> [Description of the task] No pictures in the copy. Write out the listing below exactly.
Materials provided section start
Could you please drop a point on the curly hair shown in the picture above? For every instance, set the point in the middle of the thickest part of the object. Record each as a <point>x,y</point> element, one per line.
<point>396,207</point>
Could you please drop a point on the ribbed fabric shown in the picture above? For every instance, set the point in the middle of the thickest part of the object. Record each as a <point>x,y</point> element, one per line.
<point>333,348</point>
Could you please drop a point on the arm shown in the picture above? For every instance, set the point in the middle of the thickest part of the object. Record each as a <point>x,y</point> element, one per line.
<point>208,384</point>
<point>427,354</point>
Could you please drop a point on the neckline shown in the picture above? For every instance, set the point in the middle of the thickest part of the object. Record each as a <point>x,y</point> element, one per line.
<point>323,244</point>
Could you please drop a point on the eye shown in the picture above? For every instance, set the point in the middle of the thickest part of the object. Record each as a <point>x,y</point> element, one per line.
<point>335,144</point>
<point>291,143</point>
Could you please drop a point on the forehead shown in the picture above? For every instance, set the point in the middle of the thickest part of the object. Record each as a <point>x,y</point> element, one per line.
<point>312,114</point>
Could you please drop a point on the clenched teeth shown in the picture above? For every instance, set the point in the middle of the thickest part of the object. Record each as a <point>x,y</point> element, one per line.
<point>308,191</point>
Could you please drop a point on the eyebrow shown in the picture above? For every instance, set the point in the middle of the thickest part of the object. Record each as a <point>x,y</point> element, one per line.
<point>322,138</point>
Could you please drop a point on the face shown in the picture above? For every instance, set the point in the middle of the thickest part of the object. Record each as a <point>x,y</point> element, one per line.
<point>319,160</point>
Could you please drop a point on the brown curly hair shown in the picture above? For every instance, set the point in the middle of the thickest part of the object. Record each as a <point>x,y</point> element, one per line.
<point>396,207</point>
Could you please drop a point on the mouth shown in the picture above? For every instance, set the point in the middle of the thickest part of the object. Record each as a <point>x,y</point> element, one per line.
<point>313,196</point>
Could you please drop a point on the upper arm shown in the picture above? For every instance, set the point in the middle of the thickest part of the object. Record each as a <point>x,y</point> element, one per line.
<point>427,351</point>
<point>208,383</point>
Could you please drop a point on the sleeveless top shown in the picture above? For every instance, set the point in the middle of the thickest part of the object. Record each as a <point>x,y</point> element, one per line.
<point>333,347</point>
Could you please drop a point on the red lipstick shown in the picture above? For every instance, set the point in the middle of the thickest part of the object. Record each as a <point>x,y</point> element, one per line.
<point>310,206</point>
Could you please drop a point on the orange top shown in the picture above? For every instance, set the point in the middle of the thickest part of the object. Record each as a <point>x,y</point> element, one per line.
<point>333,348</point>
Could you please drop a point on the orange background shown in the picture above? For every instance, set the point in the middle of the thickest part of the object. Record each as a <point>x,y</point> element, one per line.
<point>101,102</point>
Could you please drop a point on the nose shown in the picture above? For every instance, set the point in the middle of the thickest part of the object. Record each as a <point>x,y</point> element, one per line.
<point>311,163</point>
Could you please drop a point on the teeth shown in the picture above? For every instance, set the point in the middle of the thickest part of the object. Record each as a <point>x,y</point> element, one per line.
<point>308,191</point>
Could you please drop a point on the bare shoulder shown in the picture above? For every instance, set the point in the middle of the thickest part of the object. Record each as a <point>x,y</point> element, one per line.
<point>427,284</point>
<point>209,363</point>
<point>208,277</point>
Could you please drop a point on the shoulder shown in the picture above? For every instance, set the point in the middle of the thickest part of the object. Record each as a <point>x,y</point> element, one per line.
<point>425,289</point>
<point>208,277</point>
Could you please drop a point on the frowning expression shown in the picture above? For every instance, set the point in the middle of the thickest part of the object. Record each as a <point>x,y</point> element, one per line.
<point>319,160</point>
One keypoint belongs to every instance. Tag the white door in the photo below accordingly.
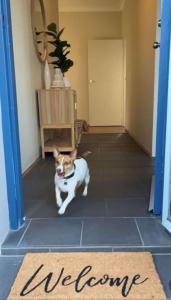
(106, 92)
Materials provided section end
> [Response box]
Could you please drop a point on the curly hair shown in the picture above? For every instance, set the point in the middle of the thickest part of the object. Record each as a <point>x,y</point> element, one per line.
<point>396,207</point>
Could you please drop a point on the ribbed fabric shown in the picture above? For every instance, set the point in the middle of the thickest part of the object. Record each as a <point>x,y</point> element, one per line.
<point>333,348</point>
Could you please drop a point on the arm shown in the picture above? For every instance, set the point in the middle of the thickest part of the object. Record each as a <point>x,y</point> element, one per line.
<point>208,384</point>
<point>427,354</point>
Could you please drop a point on the neckline shown in the picture above? For every instance, set the point in the middle of the thickest part of the object. Record each as a <point>x,y</point> element, one per line.
<point>323,244</point>
Could you please drop a point on the eye shown in the picture above? For every instance, set the point in the middle of the thickest part of the object. Record each as a <point>x,y</point> element, one per line.
<point>335,144</point>
<point>291,143</point>
Could you please drop a point on the forehead shown in the picture above? For every instance, set the point in the middle of the thickest part of the object. Record each as a <point>x,y</point> element, one per line.
<point>312,114</point>
Could you please drop a point on the clenched teeth shown in the picture above? For every instance, set the point in the middle of the thickest part of the object. Record each as a <point>x,y</point> element, one per line.
<point>308,191</point>
Could you please drop a point on the eyebrow shown in the picture above? For every instance, set the point in the middle of the thickest part of the object. Record each as a <point>x,y</point> element, one per line.
<point>322,138</point>
Could you please drop a point on the face shown in the picture above? For every instance, set the point in the middle of the thickest part of the object. Record each as a <point>x,y</point> element, one per line.
<point>319,160</point>
Could you please drop a point on the brown curly hair shown in the picture above? For every instance, set the point in the middle of the thickest part of the object. Record each as a <point>x,y</point> element, one per line.
<point>396,207</point>
Could you please drop a point on the mouth shown in the picture above? For every instance, set the point in the middle of the thickest part of the object. Record each as a <point>x,y</point> element, one per line.
<point>313,196</point>
Could you please drop a point on the upper arm shown in the picture above? For every instance, set the point in the middle of the thickest part of the object. Record each as a <point>x,y</point> element, one per line.
<point>427,351</point>
<point>208,383</point>
Could you please drop a point on the sleeveless top shown in the picture above? For every instance, set the point in the middle of the thickest part of the object. Record each as a <point>x,y</point> element, one per line.
<point>333,347</point>
Could you please drop a point on the red lipstick shown in the picture above? For every instance, set the point in the middle of the thickest part of the object. Record each as a <point>x,y</point> element, one per line.
<point>310,206</point>
Could you please drop a point on the orange top shown in the picture above? For every instance, set the point in the middle of the thickest part of the object. Record each as a <point>x,y</point> element, one per line.
<point>333,348</point>
Could you please drop a point on the orange background shown in the picture above? For every instance, set the point in the middle of the thickest part of the object. Record each as a <point>x,y</point> element, one per line.
<point>101,102</point>
Could you please drop a point on the nose shown in the picture above? For every instance, set the point in the middle of the thickest part of the object. Record each as a <point>x,y</point> element, one per line.
<point>311,163</point>
Could you please drop a point on the teeth shown in the picture above? For every instance, set the point in the middle of the thickest part of the object. Record each as a <point>x,y</point> element, one per line.
<point>308,191</point>
Could you please drop a point on the bare shoulder shown in the picture above? For every instance, set the point in the middle of the thickest part of the object. Record each as a <point>x,y</point> element, one per line.
<point>427,284</point>
<point>209,363</point>
<point>208,277</point>
Could you please drop a point on the shoulder shown in the picture above? For every instance, set the point in the middle of the thickest part of the object. Record each as a <point>x,y</point> element, one per line.
<point>425,289</point>
<point>208,277</point>
Could you please drop a point on the frowning expression shown in the picture above? For every instance, set the point in the middle of the thickest part of the object. Record each as a <point>x,y</point> element, one per line.
<point>319,160</point>
One keypoint belongs to every instance. Tag the white door in the photo below accordingly.
(106, 92)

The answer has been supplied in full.